* [Testo riportato]
____

Convertitori analogico/digitali (A/D). Tramite questo tipo di periferiche siamo in grado di acquisire un segnale analogico proveniente dall’esterno e convertirlo in un segnale digitale per poterci lavorare su ed elaborarlo nel nostro programma (es: sonde di temperatura, sonde analogiche in generale ecc). Una bella cosa davvero se dobbiamo realizzare , ad esempio, un sistema di irrigazione per il nostro giardino! Scriveremo un programma che leggerà la temperatura esterna e l’umidità del terreno, se questi dati letti rientrano in un certo intervallo, allora faremo aprire l’elettrovalvola dell’acqua per innaffiare le piante. Magari potremo farlo soltanto se è sera (leggiamo la luminosità esterna tramite una fotoresistenza!) o soltanto se siamo in una fascia oraria stabilita. Ovviamente questa è soltanto una delle innumerevoli applicazioni che possono essere realizzate da un PICMicro ma rende bene l’idea delle potenzialità di questi dispositivi, della loro capacità di interfacciarsi con oggetti di uso comune e di renderci facile il lavoro!

Moduli PWM. I moduli PWM sono in grado di generare delle onde quadre che possiamo utilizzare per svariate applicazioni, la più comune è quella della regolazione della velocità dei motori, della luminosità delle lampade ecc. Per conoscere bene il PWM fate riferimento all’ottimo tutorial scritto da Mauro Laurenti, accessibile dall’area Risorse di Settorezero.

____

* [Estratti dei dati]
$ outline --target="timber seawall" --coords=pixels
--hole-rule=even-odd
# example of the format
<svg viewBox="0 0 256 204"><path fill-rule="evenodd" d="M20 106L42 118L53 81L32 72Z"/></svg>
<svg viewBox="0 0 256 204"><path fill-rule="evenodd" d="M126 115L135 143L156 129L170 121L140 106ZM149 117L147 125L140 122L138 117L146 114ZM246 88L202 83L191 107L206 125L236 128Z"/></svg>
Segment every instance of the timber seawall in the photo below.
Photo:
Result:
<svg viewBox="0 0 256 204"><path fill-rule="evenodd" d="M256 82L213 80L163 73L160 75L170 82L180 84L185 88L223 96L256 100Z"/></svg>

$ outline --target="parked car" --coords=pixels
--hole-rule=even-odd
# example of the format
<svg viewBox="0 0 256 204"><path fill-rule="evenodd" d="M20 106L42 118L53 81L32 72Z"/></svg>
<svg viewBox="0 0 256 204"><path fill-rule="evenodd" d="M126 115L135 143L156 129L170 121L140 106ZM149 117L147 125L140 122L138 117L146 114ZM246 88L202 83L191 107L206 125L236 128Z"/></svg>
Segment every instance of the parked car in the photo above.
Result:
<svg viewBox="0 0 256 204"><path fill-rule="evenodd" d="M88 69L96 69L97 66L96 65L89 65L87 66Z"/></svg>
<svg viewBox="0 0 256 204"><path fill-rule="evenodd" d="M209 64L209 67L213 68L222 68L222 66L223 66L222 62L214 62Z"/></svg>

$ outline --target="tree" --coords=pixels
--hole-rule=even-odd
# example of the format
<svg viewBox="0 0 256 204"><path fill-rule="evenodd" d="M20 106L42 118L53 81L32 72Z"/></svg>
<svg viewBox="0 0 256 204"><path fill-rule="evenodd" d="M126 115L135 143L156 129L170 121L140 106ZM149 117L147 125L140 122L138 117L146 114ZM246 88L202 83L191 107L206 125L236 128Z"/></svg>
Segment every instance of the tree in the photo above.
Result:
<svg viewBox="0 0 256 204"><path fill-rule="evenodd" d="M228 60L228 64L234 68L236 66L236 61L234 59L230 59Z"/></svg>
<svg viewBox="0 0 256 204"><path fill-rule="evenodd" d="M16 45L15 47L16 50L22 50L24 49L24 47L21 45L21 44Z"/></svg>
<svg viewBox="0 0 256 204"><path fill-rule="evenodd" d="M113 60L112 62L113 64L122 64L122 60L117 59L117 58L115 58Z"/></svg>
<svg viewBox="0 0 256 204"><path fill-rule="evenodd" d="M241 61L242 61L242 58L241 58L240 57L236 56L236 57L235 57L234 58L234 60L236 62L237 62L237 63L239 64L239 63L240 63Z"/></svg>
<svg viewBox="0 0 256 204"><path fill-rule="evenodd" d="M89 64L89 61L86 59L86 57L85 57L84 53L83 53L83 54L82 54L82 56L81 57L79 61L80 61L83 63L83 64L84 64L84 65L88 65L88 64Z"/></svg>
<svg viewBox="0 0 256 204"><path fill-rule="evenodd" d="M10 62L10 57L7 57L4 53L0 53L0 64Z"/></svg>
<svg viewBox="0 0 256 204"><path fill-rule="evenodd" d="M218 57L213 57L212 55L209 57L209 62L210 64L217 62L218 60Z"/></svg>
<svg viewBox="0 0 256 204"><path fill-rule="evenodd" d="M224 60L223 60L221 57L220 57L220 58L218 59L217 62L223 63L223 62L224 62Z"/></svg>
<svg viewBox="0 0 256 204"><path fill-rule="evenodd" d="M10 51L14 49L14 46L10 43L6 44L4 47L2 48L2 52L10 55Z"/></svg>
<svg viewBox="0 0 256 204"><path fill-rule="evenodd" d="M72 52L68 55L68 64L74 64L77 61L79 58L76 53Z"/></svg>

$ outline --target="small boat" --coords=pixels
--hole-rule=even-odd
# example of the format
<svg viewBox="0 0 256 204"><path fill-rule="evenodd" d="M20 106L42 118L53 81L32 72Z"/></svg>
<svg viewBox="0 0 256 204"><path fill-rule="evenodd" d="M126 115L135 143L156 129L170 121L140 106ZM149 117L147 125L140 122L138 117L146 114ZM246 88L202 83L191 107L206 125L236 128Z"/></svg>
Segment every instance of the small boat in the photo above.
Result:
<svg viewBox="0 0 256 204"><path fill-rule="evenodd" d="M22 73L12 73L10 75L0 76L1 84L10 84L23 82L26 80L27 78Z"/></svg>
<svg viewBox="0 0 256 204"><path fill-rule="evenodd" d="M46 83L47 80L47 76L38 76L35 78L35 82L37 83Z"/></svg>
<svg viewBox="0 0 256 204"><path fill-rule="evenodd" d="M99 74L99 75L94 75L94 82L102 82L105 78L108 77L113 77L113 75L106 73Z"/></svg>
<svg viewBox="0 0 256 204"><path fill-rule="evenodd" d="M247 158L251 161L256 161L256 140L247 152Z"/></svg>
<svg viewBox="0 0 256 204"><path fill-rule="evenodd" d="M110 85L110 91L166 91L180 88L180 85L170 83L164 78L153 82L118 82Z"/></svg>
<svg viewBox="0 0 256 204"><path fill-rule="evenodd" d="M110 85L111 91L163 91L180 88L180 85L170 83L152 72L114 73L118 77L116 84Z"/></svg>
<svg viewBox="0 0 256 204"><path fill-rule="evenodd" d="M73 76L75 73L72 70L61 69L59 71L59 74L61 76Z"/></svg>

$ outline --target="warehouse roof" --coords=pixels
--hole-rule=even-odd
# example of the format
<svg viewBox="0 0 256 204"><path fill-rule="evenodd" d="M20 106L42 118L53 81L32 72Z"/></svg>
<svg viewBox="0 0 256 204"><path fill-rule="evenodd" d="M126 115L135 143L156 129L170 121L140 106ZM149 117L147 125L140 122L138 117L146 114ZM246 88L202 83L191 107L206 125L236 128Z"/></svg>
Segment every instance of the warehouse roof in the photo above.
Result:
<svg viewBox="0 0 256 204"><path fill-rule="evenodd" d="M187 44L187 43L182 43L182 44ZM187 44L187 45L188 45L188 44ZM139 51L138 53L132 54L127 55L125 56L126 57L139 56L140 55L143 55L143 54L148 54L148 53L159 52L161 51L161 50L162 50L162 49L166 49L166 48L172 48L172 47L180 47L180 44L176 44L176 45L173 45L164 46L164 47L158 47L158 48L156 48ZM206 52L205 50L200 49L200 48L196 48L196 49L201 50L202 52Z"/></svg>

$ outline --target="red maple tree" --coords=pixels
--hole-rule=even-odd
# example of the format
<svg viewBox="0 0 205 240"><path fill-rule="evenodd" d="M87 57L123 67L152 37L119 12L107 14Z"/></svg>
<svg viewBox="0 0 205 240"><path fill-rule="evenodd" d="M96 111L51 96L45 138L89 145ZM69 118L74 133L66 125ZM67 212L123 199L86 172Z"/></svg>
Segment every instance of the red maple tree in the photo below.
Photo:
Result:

____

* [Consegne]
[a] Secondo il testo sulle periferiche dei PICMicro, con quale componente si può leggere la luminosità esterna?
[b] Prosegui il testo sulle periferiche dei PICMicro dal punto in cui si interrompe.
I dati sono materiale a sé, distinto dal testo.

* [Le risposte]
[a] Con una fotoresistenza.

[b]
Bus di comunicazione. Tramite i bus di comunicazione (che non sono nient’altro che linee di I/O seriali) siamo in grado di comunicare con altri dispositivi: USB, CAN, SPI, USART, I2C. L’Usart ci permette di comunicare con la porta seriale RS232 del pc o di altri strumenti (e non solo), e quindi scambiare informazioni o dare istruzioni. Il protocollo di comunicazione CAN ad esempio è molto utilizzato sulle automobili per far comunicare tra loro i vari dispositivi. Il protocollo I2C è usatissimo per comunicare con piccoli dispositivi tipo integrati realtime-clock (orologi), misuratori di distanza ad ultrasuoni, integrati che permettono di espandere gli I/O ecc ecc.

Timer. I timer o temporizzatori sono importantissimi e indispensabili. Ogni PICMicro ha almeno un timer ad 8 bit. Il compito di queste periferiche è appunto quello di effettuare conteggi in maniera regolare e vengono utilizzati un po’ per tutto: generare onde quadre, eseguire operazioni allo scadere di un tempo prefissato, realizzare applicazioni multitasking ecc.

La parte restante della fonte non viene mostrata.